(Extracted data entries)

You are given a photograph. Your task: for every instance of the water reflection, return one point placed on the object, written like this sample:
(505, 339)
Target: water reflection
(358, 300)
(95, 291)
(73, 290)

» WHAT NEEDS TO BE DONE
Having read the entries above, set each one down again exactly.

» RESPONSE TO THE TASK
You are given a photograph. Your task: for every instance of the water reflection, return one point placed on the object, written like this sample:
(505, 339)
Target: water reflection
(358, 300)
(95, 291)
(73, 290)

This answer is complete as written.